Object location annotation data:
■ ■ ■ ■
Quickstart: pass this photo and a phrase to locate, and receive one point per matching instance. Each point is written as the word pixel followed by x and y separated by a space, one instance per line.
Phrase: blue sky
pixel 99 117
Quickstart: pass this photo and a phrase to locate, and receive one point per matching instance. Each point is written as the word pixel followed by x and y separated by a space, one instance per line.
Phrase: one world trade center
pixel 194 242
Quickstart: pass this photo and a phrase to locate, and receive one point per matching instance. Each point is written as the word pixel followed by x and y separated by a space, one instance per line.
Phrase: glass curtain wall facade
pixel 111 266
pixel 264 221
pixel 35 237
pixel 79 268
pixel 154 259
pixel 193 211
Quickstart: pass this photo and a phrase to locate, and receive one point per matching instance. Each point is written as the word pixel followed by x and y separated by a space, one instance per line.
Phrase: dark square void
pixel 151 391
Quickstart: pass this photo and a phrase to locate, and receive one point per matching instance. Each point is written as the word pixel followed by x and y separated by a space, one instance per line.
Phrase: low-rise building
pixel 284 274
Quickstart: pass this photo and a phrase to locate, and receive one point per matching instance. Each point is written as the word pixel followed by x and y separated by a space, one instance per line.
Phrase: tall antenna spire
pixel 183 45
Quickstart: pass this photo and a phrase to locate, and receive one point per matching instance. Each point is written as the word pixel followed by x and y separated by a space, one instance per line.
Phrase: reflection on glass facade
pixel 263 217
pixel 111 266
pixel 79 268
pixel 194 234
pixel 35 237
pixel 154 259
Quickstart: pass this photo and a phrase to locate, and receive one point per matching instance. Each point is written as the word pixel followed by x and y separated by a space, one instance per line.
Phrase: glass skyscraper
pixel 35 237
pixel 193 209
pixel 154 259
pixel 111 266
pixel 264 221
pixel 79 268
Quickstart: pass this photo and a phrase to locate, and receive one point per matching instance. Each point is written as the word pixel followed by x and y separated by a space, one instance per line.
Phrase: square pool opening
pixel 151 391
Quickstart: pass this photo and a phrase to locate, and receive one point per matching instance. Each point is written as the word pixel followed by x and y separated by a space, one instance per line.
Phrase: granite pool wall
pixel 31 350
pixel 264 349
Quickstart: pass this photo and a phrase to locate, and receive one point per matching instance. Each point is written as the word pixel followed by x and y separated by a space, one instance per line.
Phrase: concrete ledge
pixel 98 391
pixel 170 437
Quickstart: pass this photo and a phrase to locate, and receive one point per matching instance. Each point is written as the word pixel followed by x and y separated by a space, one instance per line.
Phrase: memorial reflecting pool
■ ■ ■ ■
EXERCISE DETAILS: Lay out every line of the rows above as a Markdown table with the columns No. and Line, numbering the lines in order. Leave out blank lines.

FULL OUTPUT:
| No. | Line |
|---|---|
| 1 | Quickstart: pass this photo and a phrase to locate, and receive one point per matching instance. Each point is written as the word pixel followed by x and y separated by a space, one instance per line. |
| 2 | Phrase: blue sky |
| 3 | pixel 99 117 |
| 4 | Quickstart: pass this photo and a phrase to locate, and receive one point per matching instance. Each point is written as the word pixel followed by x and y separated by a space, one instance per line. |
| 5 | Phrase: one world trade center |
| 6 | pixel 194 242 |
| 7 | Quickstart: pass this photo and a phrase to locate, and receive one point per matching instance. Each point is written as the word pixel followed by x and y separated by a space, one instance per line. |
| 8 | Phrase: glass curtain wall facade |
| 9 | pixel 111 266 |
| 10 | pixel 264 221 |
| 11 | pixel 35 237 |
| 12 | pixel 79 268 |
| 13 | pixel 154 259 |
| 14 | pixel 193 211 |
| 15 | Quickstart: pass this photo and a phrase to locate, and receive one point per matching instance. Each point is written as the word pixel followed by x and y separated by a space, one instance per line. |
| 16 | Phrase: dark square void |
| 17 | pixel 151 391 |
| 18 | Quickstart: pass this photo and a phrase to locate, and receive one point per matching instance. Each point is written as the word pixel followed by x and y separated by a space, one instance per line. |
| 19 | Phrase: low-rise building |
| 20 | pixel 284 274 |
| 21 | Quickstart: pass this photo and a phrase to locate, and receive one point per matching instance. Each point is written as the word pixel followed by x and y separated by a space, one instance per line. |
| 22 | Phrase: tall antenna spire |
| 23 | pixel 183 45 |
| 24 | Quickstart: pass this photo and a phrase to locate, and receive one point per matching instance. Each point is written as the word pixel followed by x and y separated by a space, one instance per line. |
| 25 | Phrase: reflection on glass facade |
| 26 | pixel 263 217 |
| 27 | pixel 111 266 |
| 28 | pixel 79 268 |
| 29 | pixel 194 234 |
| 30 | pixel 35 237 |
| 31 | pixel 154 259 |
| 32 | Quickstart: pass this photo and a phrase to locate, and receive one point per matching instance. Each point is written as the word pixel followed by x and y separated by a space, one instance per line. |
| 33 | Phrase: glass skyscraper |
| 34 | pixel 35 237 |
| 35 | pixel 193 209 |
| 36 | pixel 154 259 |
| 37 | pixel 111 266 |
| 38 | pixel 264 221 |
| 39 | pixel 79 268 |
| 40 | Quickstart: pass this photo and a phrase to locate, and receive one point per matching instance. Each point is written as the word pixel followed by x and y separated by a space, one instance per line. |
| 41 | Phrase: square pool opening |
| 42 | pixel 151 391 |
| 43 | Quickstart: pass this photo and a phrase to locate, and receive one point per matching instance. Each point is written as the word pixel followed by x and y separated by a space, one instance per line. |
| 44 | Phrase: granite pool wall |
| 45 | pixel 31 350 |
| 46 | pixel 264 349 |
| 47 | Quickstart: pass this photo and a phrase to locate, and receive one point per matching instance. Each point is written as the word pixel followed by x and y separated by a space, one instance per line. |
| 48 | Phrase: concrete ledge |
| 49 | pixel 98 391 |
| 50 | pixel 170 437 |
| 51 | Quickstart: pass this photo and a phrase to locate, and receive one point per matching instance. Each point is written as the word pixel followed by x and y separated by a space, one instance per line. |
| 52 | Phrase: memorial reflecting pool |